* [GIVEN PROBLEM]:
Without including the pictures, copy out every line below.

* [DATASET RECORDS]:
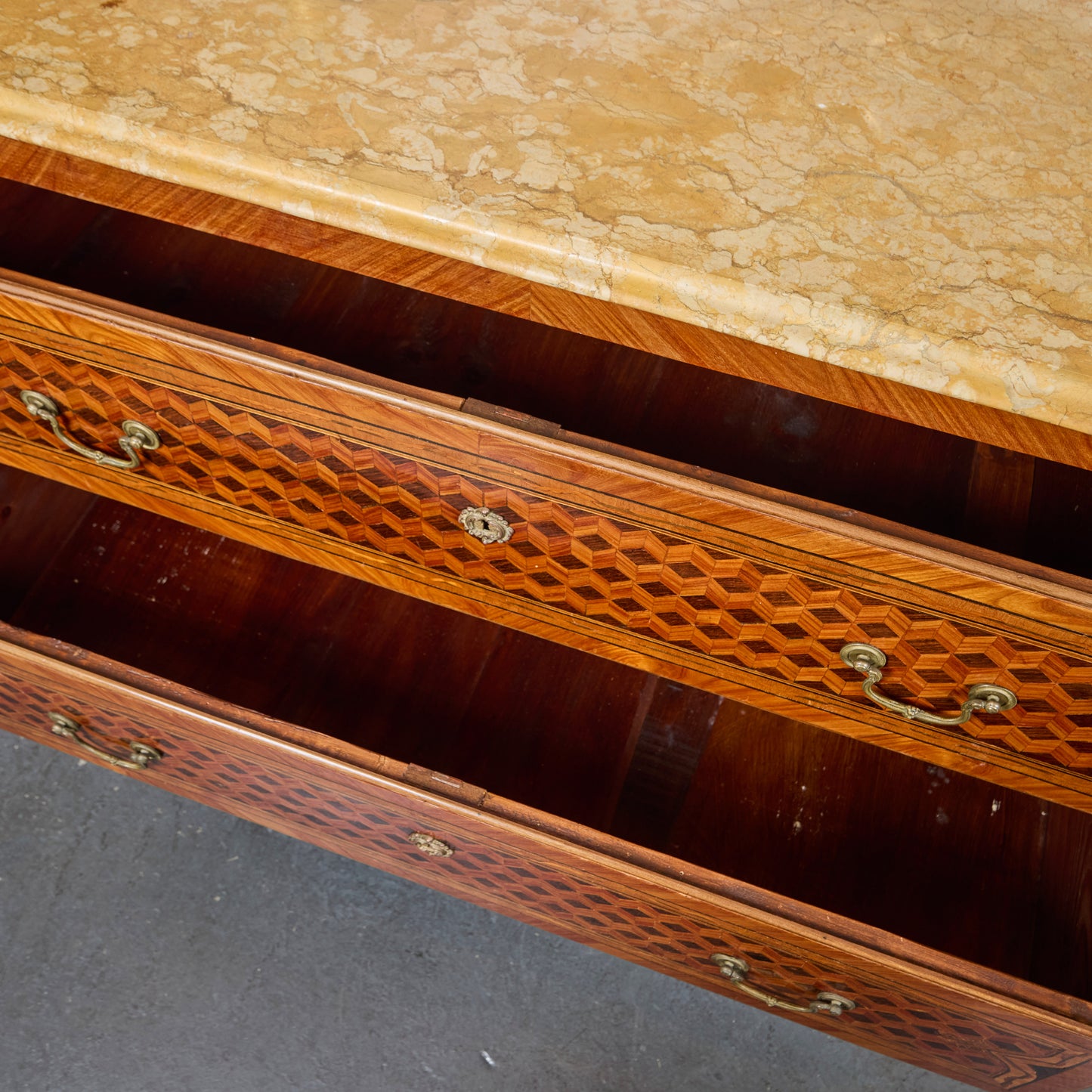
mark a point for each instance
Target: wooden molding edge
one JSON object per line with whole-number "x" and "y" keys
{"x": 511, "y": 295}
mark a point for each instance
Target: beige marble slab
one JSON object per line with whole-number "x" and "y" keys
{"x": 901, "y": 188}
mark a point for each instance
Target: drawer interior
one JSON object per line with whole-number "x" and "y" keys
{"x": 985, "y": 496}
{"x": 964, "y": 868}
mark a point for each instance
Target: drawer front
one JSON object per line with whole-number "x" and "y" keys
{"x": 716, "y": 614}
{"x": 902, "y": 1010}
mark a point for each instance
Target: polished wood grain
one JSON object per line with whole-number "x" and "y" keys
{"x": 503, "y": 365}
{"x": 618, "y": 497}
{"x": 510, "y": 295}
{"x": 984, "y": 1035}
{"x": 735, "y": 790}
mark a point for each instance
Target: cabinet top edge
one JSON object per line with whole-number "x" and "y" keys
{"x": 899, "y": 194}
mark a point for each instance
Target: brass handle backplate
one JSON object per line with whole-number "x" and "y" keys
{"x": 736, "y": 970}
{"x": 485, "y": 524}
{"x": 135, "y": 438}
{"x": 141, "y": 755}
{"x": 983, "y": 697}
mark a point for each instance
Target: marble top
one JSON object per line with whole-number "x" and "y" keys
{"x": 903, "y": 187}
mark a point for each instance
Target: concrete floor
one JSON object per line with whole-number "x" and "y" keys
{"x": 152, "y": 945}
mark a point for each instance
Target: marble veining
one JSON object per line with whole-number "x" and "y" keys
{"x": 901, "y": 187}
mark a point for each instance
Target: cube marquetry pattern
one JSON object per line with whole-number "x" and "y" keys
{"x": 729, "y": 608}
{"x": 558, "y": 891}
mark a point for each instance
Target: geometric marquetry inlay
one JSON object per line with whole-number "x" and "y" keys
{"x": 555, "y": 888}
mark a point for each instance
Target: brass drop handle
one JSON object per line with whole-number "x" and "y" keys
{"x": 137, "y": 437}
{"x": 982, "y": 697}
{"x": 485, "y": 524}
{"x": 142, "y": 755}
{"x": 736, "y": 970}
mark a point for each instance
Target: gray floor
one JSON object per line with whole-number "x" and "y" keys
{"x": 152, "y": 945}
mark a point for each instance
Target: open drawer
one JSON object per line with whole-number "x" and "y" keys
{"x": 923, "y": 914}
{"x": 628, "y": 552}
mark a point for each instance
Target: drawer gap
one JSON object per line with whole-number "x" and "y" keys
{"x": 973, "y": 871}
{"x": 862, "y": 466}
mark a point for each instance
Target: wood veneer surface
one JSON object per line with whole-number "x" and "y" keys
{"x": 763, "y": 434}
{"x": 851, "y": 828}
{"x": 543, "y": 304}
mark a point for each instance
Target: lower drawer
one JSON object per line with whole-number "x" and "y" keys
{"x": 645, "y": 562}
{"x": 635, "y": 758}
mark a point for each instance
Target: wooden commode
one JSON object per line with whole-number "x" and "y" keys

* [FINISHED ANSWER]:
mark a point for each instance
Target: wooden molding edge
one JSON object per line with whole-number "x" and "y" keys
{"x": 511, "y": 295}
mark a point for each instance
Target: beige marble slab
one JSON object per line with whole-number "x" and "y" keys
{"x": 901, "y": 188}
mark a point for each instance
Target: drawer interior
one JSON object per line with whole-number "x" and "y" keys
{"x": 985, "y": 496}
{"x": 964, "y": 868}
mark a point for each instance
Target: drawer front
one JSON object per line with whole-number "x" and "y" keys
{"x": 716, "y": 614}
{"x": 902, "y": 1010}
mark a point for each instance
Target: polished wood grain
one JSON object per line with whole-number "x" and "y" keys
{"x": 503, "y": 365}
{"x": 618, "y": 497}
{"x": 510, "y": 295}
{"x": 984, "y": 1035}
{"x": 735, "y": 790}
mark a point for each instance
Target: cabinet top edge
one JSON object per line with whole-number "x" and "y" keys
{"x": 899, "y": 194}
mark a point for each instance
Target: brass handle backplate
one JSON object per line with whole-number "x" and "y" keys
{"x": 736, "y": 970}
{"x": 485, "y": 524}
{"x": 135, "y": 438}
{"x": 141, "y": 755}
{"x": 983, "y": 697}
mark a point for each instance
Target: marble top
one JSON object per line with whole-number "x" and "y" keys
{"x": 903, "y": 187}
mark a point for each instance
Target: concrete floor
one JSON object per line with whole-number "x" and "y" keys
{"x": 152, "y": 945}
mark a point for each instance
Target: marble veining
one JSON object per line with whole-number "x" and "y" keys
{"x": 901, "y": 187}
mark a point for each instance
Target: cube marquetry pattern
one JSON object per line with whole-number "x" and "y" keys
{"x": 729, "y": 608}
{"x": 558, "y": 891}
mark a point for each instance
Target: geometric marquetry inlay
one JSON object per line with whole-number "x" and "y" keys
{"x": 555, "y": 888}
mark a point for each instance
Target: brass drop handle
one JSON object per line with whole-number "x" and "y" keys
{"x": 137, "y": 437}
{"x": 982, "y": 697}
{"x": 485, "y": 524}
{"x": 142, "y": 755}
{"x": 736, "y": 970}
mark a point for each instance
Target: gray floor
one JSON object per line with whole-number "x" and "y" keys
{"x": 152, "y": 945}
mark a point for each instance
Target: open drawer
one JSON object per line with whole-number "x" and "y" keys
{"x": 923, "y": 914}
{"x": 628, "y": 552}
mark a point for each instance
Target: drawer gap
one JSON object per line with whole-number "x" and "y" keys
{"x": 973, "y": 871}
{"x": 862, "y": 466}
mark a point for each instance
Target: wood veneer surface
one JSON object per line with whole-number "x" and "y" keys
{"x": 763, "y": 434}
{"x": 851, "y": 828}
{"x": 543, "y": 304}
mark a point for each instance
Target: lower drawer
one JSON object per line with whole-number "x" and "y" keys
{"x": 645, "y": 562}
{"x": 635, "y": 758}
mark a point for each instance
Target: wooden commode
one JSON object per line with whole-number "x" and "y" keys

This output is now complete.